Отрывок статьи:
=-=-=-=-=

Актуальні проблеми слов’янської філології. Серія: Лінгвістика і літературознавство

Мифопоэтический аспект оппозиции “город-село” в творчестве Л. Петрушевской: “Карамзин деревенский дневник” и “Городской дневник” Черкашина, С.П.

УДК 882–1Б:929

Черкашина С.П.,
аспирант,
Ставропольский государственный университет

МИФОПОЭТИЧЕСКИЙ АСПЕКТ ОППОЗИЦИИ “ГОРОД-СЕЛО” В ТВОРЧЕСТВЕ
Л. ПЕТРУШЕВСКОЙ: “КАРАМЗИНДЕРЕВЕНСКИЙ ДНЕВНИК”
И “ГОРОДСКОЙ ДНЕВНИК”

Работы Карла Густава Юнга и Карла Кереньи о том, что “величайшие
творения” мифологии “способны заставить нашего современника понять, что он
оказался перед феноменом, который по “глубине, неизменности универсальности
можно сравнить лишь с самой Природой” [4, 5], определили поиск мифологических
“праматриц”, или архетипов, что, в свою очередь, послужило рождению такого
нового направления в литературоведении как мифопоэтика.
Сегодня термин “мифопоэтическое” прочно вошёл в литературоведческую
парадигму и изучение мифопоэтического аспекта творчества того или иного
писателя является одним из наиболее актуальных научных направлений. В этом
отношении внимание исследователей привлекает такой аспект художественных
произведений, как соотнесение текста с архаическим мифом или литературным
или же моделирование автором собственных индивидуальных мифологий.
Проблемой выявления мифопоэтических стратегий в текстах художественных
произведений занимались такие видные западные учёные, как Э. Кассирер в
Германии, Дж. Фрэзер, Р. Грейвс, М. Бодкин в Англии, Л. Леви-Брюль, К. Леви-
Стросс во Франции, М. Элиаде в Америке. В России у истоков мифопоэтического
осмысления явлений искусства и фольклора стояли А.Н. Веселовский,
А.А. Потебня, О.М. Фрейденберг, В.Я. Пропп, А.Ф. Лосев, чьи труды долгое время
не имели широкого распространения по причине доминирования марксистко-
ленинской методологии. Появившиеся в последнее время исследования
В.Н. Топорова, А. Косарева, Е.М. Мелетинского, С.С. Аверинцева, Ю.М. Лотмана в
области мифопоэтики задали новый вектор развития этому уже прочно
утвердившемуся в нашем литературоведении течению.
А.С. Козлов в энциклопедическом справочнике “Современное зарубежное
литературоведение” определяет мифопоэтику, или мифологическую критику, как
решающую “для понимания всей художественной продукции человечества,
древней и современной” [5, 225], а Е.Г. Чернышева – как “художественные
феномены нового времени, сориентированные на мифологический тип сознания,
на мифологические структурные особенности или вполне определенные
мифологические образцы, однако не теряющих собственно эстетической
специфики, свободного индивидуально-авторского отношения к изображаемому”

=-=-=-=-=

Исходные данные:

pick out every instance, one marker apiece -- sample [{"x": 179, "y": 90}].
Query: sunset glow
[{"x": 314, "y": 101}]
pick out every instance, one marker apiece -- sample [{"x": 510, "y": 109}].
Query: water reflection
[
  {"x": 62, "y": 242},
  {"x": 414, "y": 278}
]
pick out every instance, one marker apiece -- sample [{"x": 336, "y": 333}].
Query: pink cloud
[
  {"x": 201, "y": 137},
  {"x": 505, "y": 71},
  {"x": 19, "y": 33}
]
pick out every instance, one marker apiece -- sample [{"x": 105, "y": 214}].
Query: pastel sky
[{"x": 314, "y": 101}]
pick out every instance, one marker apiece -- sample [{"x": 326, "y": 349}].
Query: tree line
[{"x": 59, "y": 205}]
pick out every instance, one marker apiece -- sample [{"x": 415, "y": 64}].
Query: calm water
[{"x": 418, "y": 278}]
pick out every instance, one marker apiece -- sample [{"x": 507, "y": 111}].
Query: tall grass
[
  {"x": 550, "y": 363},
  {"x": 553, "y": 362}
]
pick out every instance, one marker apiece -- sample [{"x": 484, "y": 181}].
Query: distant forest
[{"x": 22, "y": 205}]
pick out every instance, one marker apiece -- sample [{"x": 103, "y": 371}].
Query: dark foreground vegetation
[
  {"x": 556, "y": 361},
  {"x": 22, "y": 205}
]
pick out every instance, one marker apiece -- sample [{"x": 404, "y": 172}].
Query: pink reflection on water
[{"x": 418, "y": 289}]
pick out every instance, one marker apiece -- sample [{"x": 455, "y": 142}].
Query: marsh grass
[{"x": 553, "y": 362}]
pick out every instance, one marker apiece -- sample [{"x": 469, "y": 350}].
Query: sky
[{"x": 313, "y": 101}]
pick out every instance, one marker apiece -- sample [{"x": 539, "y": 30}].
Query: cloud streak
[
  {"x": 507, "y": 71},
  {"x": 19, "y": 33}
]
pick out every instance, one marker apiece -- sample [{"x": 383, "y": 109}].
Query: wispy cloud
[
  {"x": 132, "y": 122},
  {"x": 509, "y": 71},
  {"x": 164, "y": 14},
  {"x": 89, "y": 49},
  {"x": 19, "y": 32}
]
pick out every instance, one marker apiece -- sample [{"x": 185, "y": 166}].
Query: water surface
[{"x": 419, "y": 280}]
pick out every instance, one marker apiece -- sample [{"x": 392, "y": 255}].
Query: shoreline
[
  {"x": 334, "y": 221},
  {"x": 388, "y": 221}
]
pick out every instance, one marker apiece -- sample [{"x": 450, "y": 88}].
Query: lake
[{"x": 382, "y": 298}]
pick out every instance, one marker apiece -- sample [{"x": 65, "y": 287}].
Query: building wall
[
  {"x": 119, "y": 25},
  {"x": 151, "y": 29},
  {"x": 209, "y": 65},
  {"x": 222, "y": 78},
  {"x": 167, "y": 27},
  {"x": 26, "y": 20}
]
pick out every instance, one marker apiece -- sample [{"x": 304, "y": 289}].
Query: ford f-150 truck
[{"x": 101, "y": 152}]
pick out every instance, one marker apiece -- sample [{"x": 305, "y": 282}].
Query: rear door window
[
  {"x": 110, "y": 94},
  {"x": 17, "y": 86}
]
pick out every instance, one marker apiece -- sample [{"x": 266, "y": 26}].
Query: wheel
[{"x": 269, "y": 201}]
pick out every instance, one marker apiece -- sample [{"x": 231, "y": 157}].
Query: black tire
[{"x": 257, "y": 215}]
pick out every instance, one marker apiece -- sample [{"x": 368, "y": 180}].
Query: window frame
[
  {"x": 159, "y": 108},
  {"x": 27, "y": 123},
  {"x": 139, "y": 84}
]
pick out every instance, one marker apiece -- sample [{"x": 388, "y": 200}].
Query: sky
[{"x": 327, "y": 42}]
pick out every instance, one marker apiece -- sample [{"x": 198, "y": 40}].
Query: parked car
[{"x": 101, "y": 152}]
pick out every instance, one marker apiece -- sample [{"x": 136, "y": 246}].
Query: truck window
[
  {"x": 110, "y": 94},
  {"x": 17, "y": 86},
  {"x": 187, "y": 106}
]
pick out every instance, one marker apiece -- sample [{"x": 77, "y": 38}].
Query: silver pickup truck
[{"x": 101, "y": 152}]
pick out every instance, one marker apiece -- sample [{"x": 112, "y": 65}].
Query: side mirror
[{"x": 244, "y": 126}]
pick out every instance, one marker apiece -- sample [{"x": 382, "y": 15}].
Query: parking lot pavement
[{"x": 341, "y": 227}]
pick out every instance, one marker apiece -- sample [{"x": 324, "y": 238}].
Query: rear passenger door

=-=-=-=-=

Задания:
1/ Перепишите дословно фрагмент статьи о мифопоэтике: начните с места, где стоят слова «Работы Карла Густава», и остановитесь после слов «литературоведении как мифопоэтика.».
2/ Верните каждую строку листинга, в которой встречается слово «reflection».

Ответы по порядку:
1/
Работы Карла Густава Юнга и Карла Кереньи о том, что “величайшие
творения” мифологии “способны заставить нашего современника понять, что он
оказался перед феноменом, который по “глубине, неизменности универсальности
можно сравнить лишь с самой Природой” [4, 5], определили поиск мифологических
“праматриц”, или архетипов, что, в свою очередь, послужило рождению такого
нового направления в литературоведении как мифопоэтика.

2/
Query: water reflection
Query: pink reflection on water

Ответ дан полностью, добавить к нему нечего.